▶ Passage
Orange is my favorite color

I’ve been collecting paperwork now for almost 3 years to apply for Italian citizenship. I have most of what I need. The person responsible for citizenship applications at the San Francisco consulate has been on leave for something like 9 months. The queue before she left was already nine months so when the voice recording said she would be returning, I started war-dialing immediately.

The bad news is the delay didn’t get shorter while she was gone but the good news is I have a date! August 19th, 2008 is when it will all go down.

This has been an interesting process. The part I expected was the bureaucracy of it all; from reading other accounts online, this is simply a process that takes a lot of time and patience. We’re talking about getting two governments to cooperate on something that neither of them really like (dual-citizenship) combined with very few people actually doing the work.

▶ Objective 1
Restate word for word the lines of the listing below, beginning at the line that contains "of the beachfront" and stopping after the line that contains "(252, 170), (304, 275)".

▶ Supplied data

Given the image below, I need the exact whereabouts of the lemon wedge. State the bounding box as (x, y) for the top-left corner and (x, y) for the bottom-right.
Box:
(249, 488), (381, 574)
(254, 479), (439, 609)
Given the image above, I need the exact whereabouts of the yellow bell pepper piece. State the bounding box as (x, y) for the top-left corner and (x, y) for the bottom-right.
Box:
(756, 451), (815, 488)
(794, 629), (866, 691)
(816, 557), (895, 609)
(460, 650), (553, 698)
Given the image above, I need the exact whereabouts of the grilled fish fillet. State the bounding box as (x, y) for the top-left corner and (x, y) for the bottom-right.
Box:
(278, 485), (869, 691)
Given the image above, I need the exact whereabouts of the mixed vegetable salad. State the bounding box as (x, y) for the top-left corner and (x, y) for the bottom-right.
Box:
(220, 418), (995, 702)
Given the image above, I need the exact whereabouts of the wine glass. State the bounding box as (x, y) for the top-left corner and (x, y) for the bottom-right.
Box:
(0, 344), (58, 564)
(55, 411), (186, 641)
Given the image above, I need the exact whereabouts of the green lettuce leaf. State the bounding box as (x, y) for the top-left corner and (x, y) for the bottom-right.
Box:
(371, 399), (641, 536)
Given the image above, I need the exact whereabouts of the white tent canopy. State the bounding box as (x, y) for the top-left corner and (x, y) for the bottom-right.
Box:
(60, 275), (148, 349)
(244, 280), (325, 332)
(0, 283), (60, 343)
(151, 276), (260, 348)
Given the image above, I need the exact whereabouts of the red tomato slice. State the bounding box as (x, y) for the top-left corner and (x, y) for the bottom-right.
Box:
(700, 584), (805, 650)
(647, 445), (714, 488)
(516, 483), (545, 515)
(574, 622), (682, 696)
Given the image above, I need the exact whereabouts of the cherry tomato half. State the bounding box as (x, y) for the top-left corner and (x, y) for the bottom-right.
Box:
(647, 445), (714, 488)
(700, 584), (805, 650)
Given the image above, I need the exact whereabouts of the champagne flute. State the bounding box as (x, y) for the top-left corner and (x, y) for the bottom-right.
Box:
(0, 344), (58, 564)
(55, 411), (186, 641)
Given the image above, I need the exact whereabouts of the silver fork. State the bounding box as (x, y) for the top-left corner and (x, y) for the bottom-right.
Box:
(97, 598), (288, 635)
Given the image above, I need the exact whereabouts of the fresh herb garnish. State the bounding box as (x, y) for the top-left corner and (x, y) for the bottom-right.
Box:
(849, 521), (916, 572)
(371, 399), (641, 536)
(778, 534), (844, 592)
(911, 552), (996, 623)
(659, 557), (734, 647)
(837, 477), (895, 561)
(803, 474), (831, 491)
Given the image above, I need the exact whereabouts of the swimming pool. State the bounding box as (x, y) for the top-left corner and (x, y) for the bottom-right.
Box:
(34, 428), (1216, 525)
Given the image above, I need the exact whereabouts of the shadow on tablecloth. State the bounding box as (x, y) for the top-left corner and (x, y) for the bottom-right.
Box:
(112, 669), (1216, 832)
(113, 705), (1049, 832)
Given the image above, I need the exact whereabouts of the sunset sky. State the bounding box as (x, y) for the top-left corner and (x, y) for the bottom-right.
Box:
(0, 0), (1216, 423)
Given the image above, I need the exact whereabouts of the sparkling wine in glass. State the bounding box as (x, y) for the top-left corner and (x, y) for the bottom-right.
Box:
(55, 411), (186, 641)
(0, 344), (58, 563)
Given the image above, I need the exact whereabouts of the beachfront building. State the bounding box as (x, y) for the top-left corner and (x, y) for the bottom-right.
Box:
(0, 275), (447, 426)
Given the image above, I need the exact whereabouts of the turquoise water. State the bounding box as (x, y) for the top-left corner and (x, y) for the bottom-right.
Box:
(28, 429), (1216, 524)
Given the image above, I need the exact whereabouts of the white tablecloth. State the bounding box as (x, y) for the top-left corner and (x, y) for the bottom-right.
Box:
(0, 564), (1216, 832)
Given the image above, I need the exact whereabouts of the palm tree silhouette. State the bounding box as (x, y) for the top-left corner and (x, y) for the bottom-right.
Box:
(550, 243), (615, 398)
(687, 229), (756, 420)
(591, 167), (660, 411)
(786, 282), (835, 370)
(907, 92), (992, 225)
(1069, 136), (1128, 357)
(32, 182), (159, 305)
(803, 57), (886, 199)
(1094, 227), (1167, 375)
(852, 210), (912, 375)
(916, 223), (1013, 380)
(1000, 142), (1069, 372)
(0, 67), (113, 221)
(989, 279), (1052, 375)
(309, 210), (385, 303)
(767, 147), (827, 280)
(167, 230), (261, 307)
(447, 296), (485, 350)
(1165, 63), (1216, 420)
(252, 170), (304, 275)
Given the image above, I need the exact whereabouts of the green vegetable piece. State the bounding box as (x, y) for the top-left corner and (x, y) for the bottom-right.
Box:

▶ Objective 2
Quote the citizenship post above, beginning at the words "This has been" and stopping after the words "doing the work.".

▶ Correct result 1
Given the image above, I need the exact whereabouts of the beachfront building. State the bounding box as (x, y) for the top-left corner and (x, y) for the bottom-right.
Box:
(0, 275), (447, 426)
Given the image above, I need the exact whereabouts of the turquoise water. State the bounding box as (x, y) for the top-left corner and (x, y) for the bottom-right.
Box:
(28, 429), (1216, 524)
Given the image above, I need the exact whereabouts of the white tablecloth. State the bounding box as (x, y) for the top-left corner and (x, y) for the bottom-right.
Box:
(0, 564), (1216, 832)
Given the image above, I need the exact whereabouts of the palm tree silhouette. State the bounding box as (x, y) for the top-left corner and (x, y) for the bottom-right.
Box:
(550, 243), (615, 398)
(687, 229), (756, 420)
(591, 167), (660, 411)
(786, 282), (835, 370)
(907, 92), (992, 225)
(1069, 136), (1128, 357)
(32, 182), (159, 305)
(803, 57), (886, 199)
(1094, 227), (1167, 375)
(852, 210), (912, 375)
(916, 223), (1013, 380)
(1000, 142), (1069, 372)
(0, 67), (113, 221)
(989, 279), (1052, 375)
(309, 210), (385, 303)
(767, 147), (827, 280)
(167, 230), (261, 307)
(447, 296), (485, 350)
(1165, 63), (1216, 420)
(252, 170), (304, 275)

▶ Correct result 2
This has been an interesting process. The part I expected was the bureaucracy of it all; from reading other accounts online, this is simply a process that takes a lot of time and patience. We’re talking about getting two governments to cooperate on something that neither of them really like (dual-citizenship) combined with very few people actually doing the work.